Produce an exact copy of all the records.

--- begin ---

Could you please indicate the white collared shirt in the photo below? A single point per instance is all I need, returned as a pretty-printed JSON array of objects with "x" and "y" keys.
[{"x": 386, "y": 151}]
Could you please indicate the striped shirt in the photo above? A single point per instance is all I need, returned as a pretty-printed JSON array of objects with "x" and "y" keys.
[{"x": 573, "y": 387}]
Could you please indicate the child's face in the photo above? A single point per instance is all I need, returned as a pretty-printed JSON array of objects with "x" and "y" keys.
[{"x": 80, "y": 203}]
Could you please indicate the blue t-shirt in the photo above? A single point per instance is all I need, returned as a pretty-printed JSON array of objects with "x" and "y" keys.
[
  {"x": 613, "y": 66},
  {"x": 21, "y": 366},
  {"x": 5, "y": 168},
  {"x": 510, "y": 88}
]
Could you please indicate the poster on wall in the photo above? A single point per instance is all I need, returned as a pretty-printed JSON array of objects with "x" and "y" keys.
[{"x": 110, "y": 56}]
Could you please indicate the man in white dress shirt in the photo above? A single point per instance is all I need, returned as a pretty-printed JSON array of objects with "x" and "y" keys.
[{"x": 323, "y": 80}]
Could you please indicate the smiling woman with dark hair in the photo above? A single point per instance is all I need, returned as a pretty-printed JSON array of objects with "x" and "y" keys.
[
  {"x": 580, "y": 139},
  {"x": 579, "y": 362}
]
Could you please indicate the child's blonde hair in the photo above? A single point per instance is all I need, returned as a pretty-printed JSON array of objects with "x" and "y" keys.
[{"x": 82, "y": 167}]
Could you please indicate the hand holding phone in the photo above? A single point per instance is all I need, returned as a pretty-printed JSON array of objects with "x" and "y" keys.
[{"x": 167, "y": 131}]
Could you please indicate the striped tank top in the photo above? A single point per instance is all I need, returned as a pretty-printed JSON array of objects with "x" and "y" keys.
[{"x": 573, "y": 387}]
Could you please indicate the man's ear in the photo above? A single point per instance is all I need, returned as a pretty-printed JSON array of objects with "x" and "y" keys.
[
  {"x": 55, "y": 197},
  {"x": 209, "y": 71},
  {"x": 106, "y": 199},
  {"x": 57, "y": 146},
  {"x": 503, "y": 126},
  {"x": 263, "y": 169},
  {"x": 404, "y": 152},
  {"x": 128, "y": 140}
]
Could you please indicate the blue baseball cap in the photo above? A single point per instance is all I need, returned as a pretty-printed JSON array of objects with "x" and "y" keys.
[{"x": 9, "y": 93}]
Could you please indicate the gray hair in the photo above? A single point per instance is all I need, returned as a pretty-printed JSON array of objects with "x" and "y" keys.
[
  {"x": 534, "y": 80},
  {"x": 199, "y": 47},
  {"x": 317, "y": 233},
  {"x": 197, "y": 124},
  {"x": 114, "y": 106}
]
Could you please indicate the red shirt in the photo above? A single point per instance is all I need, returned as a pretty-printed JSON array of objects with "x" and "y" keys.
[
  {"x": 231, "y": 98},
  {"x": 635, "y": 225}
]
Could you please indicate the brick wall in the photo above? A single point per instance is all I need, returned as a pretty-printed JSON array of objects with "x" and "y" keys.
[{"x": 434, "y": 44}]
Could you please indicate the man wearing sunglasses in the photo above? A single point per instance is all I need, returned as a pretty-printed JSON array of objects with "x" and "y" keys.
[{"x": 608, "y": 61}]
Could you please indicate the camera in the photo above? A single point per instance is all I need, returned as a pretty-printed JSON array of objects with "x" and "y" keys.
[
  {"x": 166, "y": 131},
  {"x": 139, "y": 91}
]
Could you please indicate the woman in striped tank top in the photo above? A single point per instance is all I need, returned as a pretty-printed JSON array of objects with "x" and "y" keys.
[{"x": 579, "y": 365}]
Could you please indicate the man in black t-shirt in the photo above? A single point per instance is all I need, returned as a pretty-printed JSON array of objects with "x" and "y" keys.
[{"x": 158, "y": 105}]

--- end ---

## Output of the exercise
Could you please indicate the white collared shirt in the photo below? A single point per instance is all I need, returned as a pretty-printed JSON array of objects with "x" and "y" keys.
[{"x": 386, "y": 151}]
Could you please indicate the striped shirt in the photo above? A single point per instance is all I need, returned as a pretty-printed JSON array of objects with "x" and "y" keys.
[{"x": 573, "y": 387}]
Could you please indicate the child's face in the photo above? A single point per instance is all I need, returned as a pretty-printed JSON array of objects with "x" and "y" keys.
[{"x": 80, "y": 203}]
Could you please indicate the blue t-shirt in the photo above? A single point per instance is all I need, returned as a pretty-printed JSON array of objects with "x" and "y" keys.
[
  {"x": 613, "y": 66},
  {"x": 21, "y": 366},
  {"x": 5, "y": 168},
  {"x": 510, "y": 88}
]
Could you please indicate the poster on wall in the photo above? A single point per instance is all I need, returned as a pretty-printed JSON array of objects with "x" and "y" keys.
[{"x": 110, "y": 56}]
Could you please indicate the man in white dress shirt in the photo above? A single point per instance is all I need, returned as a pretty-printed JSON array of objects with "x" and "y" keys.
[{"x": 323, "y": 80}]
Could you please indicate the smiling woman with dark hair in the photo above? A single point per instance is all I need, returned as a pretty-printed JSON array of objects with "x" and "y" keys.
[
  {"x": 580, "y": 139},
  {"x": 579, "y": 362}
]
Could you please indicate the child's blonde hair in the photo above? A single point per instance is all I need, returned as a pretty-printed JSON array of objects with "x" and "y" keys.
[{"x": 82, "y": 167}]
Could you please indicate the hand holding phone in the photo above? A single point per instance is all I need, returned as a pretty-printed JSON array of objects with "x" and "y" keys.
[{"x": 167, "y": 131}]
Could you please indicate the striped tank top in the photo above? A single point per instance is all I need, returned as a pretty-printed JSON array of objects with "x" and "y" keys.
[{"x": 573, "y": 387}]
Could you please indicate the man's ear in the photo above? A single point per instance is all I need, returned as a pretty-printed JSON array of objects with "x" and "y" keys.
[
  {"x": 55, "y": 197},
  {"x": 209, "y": 71},
  {"x": 106, "y": 199},
  {"x": 57, "y": 146},
  {"x": 503, "y": 126},
  {"x": 263, "y": 169},
  {"x": 404, "y": 152},
  {"x": 128, "y": 140}
]
Could you please indicate the blue baseball cap in the photo above? A single point per instance is all I need, returned as a pretty-printed JSON array of objects with "x" and "y" keys.
[{"x": 9, "y": 93}]
Could you please indicate the gray hair in the photo above? A single point per instance is all I need, returned as a pretty-printed JSON array of objects with "x" and "y" keys.
[
  {"x": 534, "y": 80},
  {"x": 199, "y": 47},
  {"x": 317, "y": 233},
  {"x": 197, "y": 124},
  {"x": 114, "y": 106}
]
Could you please indicate the red shirt in the photo above? A single point per instance is all I need, returned as a pretty-printed JSON array of objects with "x" and "y" keys.
[
  {"x": 231, "y": 98},
  {"x": 635, "y": 225}
]
Could you please indicate the brick wall in the photo above? A single point per instance is all I need, returned as a pretty-printed JSON array of objects with "x" and "y" keys.
[{"x": 434, "y": 44}]
Could you please indicate the man wearing sunglasses in the photo above? A single point per instance is all I need, returned as a pretty-printed JSON array of objects with "x" and "y" keys.
[{"x": 608, "y": 61}]
Could you please indicate the camera in the photo above? A single point per instance is all I need, returned as a pretty-printed JSON array of objects with "x" and "y" keys.
[
  {"x": 166, "y": 131},
  {"x": 139, "y": 91}
]
Could you please indicate the woman in striped tank top in the photo above? A single point per instance is all I need, returned as a pretty-printed JSON array of objects with "x" and "y" keys.
[{"x": 579, "y": 365}]
Could you please indicate the man in black t-shirt in the photo above? A single point per instance is all I need, returned as a pretty-printed JSON array of objects with "x" and "y" keys.
[{"x": 158, "y": 105}]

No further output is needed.